## Task description
Please count the lines of the data below that contain the string "instances" and give only that number.

## Task inputs
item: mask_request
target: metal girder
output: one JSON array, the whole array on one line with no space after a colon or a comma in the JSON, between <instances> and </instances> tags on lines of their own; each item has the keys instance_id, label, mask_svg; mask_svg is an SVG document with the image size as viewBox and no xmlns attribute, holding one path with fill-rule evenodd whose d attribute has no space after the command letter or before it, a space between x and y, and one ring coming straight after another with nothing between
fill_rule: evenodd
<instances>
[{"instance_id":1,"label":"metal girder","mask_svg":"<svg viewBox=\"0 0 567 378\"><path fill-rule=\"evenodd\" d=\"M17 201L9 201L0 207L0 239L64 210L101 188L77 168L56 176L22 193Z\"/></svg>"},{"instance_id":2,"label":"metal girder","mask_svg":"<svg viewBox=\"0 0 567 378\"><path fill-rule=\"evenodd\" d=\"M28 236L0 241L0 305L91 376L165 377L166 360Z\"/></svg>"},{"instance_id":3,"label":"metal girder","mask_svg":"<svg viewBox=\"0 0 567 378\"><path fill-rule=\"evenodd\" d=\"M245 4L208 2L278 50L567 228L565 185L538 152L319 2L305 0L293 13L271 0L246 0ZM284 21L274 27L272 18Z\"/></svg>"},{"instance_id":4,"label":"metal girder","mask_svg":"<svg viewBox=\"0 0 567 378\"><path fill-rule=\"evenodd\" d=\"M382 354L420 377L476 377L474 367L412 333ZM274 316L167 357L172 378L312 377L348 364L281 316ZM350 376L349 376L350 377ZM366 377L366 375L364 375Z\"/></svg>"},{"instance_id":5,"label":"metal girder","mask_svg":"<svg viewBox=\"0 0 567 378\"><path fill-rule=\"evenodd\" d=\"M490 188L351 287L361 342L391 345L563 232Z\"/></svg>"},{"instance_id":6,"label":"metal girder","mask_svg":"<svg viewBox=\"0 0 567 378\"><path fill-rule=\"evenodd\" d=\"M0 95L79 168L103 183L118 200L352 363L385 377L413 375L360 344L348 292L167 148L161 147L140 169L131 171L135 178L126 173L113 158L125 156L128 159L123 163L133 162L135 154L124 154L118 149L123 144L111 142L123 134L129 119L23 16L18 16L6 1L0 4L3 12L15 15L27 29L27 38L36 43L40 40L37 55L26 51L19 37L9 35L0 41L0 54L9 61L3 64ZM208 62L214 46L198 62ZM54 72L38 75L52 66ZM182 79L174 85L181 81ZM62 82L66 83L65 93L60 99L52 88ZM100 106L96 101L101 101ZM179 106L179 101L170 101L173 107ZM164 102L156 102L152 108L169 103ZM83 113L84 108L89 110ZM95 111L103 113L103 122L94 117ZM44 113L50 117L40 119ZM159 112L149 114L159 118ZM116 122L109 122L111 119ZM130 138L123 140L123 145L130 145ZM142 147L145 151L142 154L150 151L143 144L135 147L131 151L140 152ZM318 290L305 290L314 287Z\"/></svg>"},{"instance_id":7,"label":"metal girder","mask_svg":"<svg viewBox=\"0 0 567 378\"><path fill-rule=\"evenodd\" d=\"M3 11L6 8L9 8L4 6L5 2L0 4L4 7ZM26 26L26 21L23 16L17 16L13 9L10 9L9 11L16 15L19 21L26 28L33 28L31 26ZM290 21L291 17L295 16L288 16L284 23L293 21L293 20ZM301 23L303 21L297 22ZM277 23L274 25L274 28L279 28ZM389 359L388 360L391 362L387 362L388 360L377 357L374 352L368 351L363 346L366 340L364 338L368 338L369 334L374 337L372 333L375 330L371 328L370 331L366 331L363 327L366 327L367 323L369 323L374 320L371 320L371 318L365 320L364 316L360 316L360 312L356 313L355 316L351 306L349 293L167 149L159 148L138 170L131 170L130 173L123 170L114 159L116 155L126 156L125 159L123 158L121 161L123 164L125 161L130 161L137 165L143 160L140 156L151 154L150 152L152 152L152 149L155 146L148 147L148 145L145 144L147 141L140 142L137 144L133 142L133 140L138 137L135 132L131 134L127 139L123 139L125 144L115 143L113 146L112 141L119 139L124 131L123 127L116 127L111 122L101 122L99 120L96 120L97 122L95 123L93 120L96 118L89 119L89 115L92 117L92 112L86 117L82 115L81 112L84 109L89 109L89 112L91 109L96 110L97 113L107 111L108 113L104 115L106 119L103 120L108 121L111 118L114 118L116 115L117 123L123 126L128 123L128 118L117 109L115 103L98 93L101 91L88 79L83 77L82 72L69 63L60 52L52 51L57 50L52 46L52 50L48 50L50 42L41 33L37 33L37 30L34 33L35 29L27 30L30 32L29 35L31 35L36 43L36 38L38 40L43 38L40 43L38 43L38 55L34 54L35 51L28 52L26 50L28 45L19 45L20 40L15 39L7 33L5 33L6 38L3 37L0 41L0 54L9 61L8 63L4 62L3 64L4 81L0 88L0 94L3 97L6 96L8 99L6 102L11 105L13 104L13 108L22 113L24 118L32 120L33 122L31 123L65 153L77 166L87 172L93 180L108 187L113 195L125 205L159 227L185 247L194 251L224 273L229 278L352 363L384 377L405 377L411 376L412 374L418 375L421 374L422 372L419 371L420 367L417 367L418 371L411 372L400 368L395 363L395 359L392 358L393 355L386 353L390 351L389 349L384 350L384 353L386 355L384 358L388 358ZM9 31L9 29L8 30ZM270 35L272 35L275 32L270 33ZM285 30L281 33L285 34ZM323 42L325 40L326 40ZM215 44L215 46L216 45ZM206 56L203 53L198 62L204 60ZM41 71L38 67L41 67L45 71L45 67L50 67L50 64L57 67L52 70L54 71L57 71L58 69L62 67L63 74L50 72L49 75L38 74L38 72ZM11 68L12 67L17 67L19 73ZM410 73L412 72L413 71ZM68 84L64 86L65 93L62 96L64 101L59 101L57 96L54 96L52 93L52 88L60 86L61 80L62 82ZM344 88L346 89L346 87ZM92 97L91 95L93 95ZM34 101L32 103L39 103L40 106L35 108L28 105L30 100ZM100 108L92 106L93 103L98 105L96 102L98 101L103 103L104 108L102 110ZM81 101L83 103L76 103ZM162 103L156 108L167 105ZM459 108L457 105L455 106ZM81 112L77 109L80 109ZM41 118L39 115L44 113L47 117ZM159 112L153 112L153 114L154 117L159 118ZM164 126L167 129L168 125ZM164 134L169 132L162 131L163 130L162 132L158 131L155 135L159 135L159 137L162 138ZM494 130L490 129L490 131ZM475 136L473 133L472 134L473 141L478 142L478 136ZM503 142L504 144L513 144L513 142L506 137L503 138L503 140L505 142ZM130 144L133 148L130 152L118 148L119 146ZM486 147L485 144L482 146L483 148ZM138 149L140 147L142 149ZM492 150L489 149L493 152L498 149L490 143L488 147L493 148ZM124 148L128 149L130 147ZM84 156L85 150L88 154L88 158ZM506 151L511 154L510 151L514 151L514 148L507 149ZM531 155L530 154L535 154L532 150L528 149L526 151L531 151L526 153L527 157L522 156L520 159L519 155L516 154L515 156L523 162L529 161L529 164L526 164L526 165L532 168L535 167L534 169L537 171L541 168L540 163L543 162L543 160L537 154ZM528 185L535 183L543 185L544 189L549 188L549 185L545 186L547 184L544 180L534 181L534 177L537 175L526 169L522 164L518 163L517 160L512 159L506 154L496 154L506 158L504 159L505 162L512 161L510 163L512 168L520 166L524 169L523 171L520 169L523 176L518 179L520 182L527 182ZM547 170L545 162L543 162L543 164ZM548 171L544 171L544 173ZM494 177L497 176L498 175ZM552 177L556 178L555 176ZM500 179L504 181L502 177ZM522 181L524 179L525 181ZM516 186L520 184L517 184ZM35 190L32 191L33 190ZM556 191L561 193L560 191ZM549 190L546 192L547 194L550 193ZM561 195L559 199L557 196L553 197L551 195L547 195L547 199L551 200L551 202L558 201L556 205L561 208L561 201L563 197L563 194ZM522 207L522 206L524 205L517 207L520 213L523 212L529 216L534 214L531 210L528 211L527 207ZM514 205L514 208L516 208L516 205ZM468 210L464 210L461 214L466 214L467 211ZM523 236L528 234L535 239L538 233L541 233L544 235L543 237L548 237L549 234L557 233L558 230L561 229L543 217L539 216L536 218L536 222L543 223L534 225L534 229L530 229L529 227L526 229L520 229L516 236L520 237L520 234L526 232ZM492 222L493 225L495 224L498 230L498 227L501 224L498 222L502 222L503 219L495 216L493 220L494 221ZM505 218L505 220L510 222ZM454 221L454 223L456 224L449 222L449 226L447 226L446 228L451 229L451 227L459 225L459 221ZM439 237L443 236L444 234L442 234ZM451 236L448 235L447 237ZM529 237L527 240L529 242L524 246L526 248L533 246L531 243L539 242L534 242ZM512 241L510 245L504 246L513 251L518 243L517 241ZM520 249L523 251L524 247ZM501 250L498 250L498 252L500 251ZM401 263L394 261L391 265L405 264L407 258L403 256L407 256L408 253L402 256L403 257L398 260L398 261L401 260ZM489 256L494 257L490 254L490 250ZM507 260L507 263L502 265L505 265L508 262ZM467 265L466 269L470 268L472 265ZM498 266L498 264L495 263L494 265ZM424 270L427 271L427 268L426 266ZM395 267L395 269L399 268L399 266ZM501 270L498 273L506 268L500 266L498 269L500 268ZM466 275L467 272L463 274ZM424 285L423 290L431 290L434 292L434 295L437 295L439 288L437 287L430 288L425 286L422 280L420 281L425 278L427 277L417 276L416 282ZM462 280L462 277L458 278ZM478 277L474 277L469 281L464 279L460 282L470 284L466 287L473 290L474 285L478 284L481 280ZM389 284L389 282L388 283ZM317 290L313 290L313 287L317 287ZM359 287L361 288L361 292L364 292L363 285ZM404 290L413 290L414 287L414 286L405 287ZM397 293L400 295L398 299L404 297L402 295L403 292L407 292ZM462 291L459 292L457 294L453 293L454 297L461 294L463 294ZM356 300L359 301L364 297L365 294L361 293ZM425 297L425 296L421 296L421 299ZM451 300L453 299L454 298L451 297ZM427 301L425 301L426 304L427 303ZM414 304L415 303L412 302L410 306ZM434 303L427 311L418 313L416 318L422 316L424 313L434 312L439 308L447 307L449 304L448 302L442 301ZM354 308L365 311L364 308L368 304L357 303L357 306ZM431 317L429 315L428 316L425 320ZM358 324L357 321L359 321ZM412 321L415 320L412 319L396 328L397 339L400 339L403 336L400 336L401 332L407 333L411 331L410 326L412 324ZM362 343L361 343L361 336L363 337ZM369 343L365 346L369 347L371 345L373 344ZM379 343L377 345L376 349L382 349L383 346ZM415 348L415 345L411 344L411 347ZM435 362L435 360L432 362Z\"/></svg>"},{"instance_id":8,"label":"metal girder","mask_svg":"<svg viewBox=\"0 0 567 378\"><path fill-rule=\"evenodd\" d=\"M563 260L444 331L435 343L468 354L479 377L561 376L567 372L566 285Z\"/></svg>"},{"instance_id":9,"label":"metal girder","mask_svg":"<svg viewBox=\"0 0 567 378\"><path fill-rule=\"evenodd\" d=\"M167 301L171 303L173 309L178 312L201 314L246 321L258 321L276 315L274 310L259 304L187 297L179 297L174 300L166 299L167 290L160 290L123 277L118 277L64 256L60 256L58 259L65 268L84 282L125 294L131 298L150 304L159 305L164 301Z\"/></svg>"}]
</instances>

## Response for this exercise
3